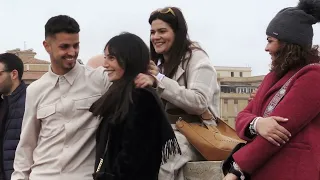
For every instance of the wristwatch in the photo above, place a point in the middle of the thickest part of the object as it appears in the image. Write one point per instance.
(235, 169)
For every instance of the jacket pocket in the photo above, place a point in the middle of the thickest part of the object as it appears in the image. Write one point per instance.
(85, 103)
(85, 119)
(49, 121)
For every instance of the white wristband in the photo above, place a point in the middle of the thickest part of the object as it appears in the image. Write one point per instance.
(255, 124)
(160, 76)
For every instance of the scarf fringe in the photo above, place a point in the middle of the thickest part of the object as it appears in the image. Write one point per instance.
(171, 147)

■ ■ ■ ■

YOUR ASSIGNMENT: Only the text of the records belongs in your answer, repeated exactly; the pictures stay out.

TASK RESPONSE:
For every instance of the wristwatch in the photo above, place a point in the middle of the thickest part of the object as it appears in the image. Write one point per instance.
(235, 169)
For every instance of the jacket pocket in the photo above, place a point in the middle of the thickest part of the object as it appears in the image. Write one point per instance.
(85, 103)
(85, 119)
(49, 121)
For every instance of the white wristband in the photo above, place a point in the middle of the thickest part of the object as it appears in the image. Write one point per instance.
(255, 124)
(160, 76)
For every instance of the scarf fringe in the photo above, place a point in the middle of the thickest part of the object as it appears in the image. Write one point per instance.
(171, 147)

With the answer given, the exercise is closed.